◆ **Instruções da tarefa**: Por favor, redigite sem nenhuma alteração o trecho do texto sobre o sonho americano que vai de "Essa verdade não" até "ser chinesa, tadinha.", inclusive.

Série "Maid" narra as agruras de uma jovem mãe tentando refazer a vida

O azedo sonho americano

Se você tem a sorte de nascer nos Estados Unidos da América, você cresce ouvindo um mantra que, por força da repetição – como bom mantra – vira verdade absoluta e inolvidável. Você deu a suprema sorte de nascer no maior e melhor país do mundo, revoguem-se todas as disposições em contrário.

Essa verdade não é apenas repetida à exaustão. Ela é afirmada em cada linha e entrelinha da vida americana. Os americanos são o suprassumo da experiência humana sobre a Terra, e antes que alguém duvide, eles apontam pro fato indiscutível de terem um PIB de 30 trilhões de dólares, muitas vezes mais do que todo mundo, fora a China, que pode ter PIB, mas não tem a sorte de ser americana e ainda deu o azar de ser chinesa, tadinha.

◆ **Dados armazenados**:
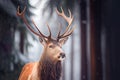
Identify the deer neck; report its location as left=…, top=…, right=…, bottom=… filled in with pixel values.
left=38, top=52, right=62, bottom=80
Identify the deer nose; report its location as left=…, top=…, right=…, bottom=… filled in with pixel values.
left=60, top=53, right=65, bottom=58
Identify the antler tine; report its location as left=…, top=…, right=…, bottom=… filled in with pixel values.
left=47, top=23, right=51, bottom=39
left=57, top=23, right=62, bottom=40
left=17, top=6, right=26, bottom=17
left=59, top=26, right=76, bottom=38
left=56, top=7, right=74, bottom=39
left=16, top=6, right=40, bottom=36
left=32, top=20, right=48, bottom=38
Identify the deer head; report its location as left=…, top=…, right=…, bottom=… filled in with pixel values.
left=17, top=7, right=75, bottom=62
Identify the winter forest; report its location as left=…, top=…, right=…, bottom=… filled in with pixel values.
left=0, top=0, right=120, bottom=80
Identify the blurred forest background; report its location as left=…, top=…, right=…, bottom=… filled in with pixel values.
left=0, top=0, right=120, bottom=80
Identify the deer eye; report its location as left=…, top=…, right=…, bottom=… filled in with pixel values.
left=49, top=45, right=55, bottom=48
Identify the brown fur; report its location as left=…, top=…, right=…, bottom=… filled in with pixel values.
left=38, top=60, right=62, bottom=80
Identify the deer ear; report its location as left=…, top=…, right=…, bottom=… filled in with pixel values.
left=59, top=37, right=68, bottom=46
left=39, top=37, right=47, bottom=46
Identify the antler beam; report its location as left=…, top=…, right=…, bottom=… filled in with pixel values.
left=17, top=6, right=51, bottom=38
left=56, top=7, right=75, bottom=40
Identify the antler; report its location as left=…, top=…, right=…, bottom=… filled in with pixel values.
left=56, top=7, right=75, bottom=40
left=17, top=6, right=51, bottom=39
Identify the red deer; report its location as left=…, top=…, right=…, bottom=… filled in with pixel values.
left=17, top=7, right=75, bottom=80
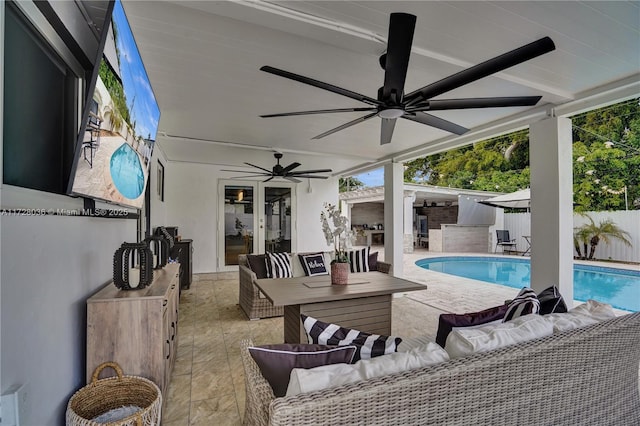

◆ **Resultado correto**:
Essa verdade não é apenas repetida à exaustão. Ela é afirmada em cada linha e entrelinha da vida americana. Os americanos são o suprassumo da experiência humana sobre a Terra, e antes que alguém duvide, eles apontam pro fato indiscutível de terem um PIB de 30 trilhões de dólares, muitas vezes mais do que todo mundo, fora a China, que pode ter PIB, mas não tem a sorte de ser americana e ainda deu o azar de ser chinesa, tadinha.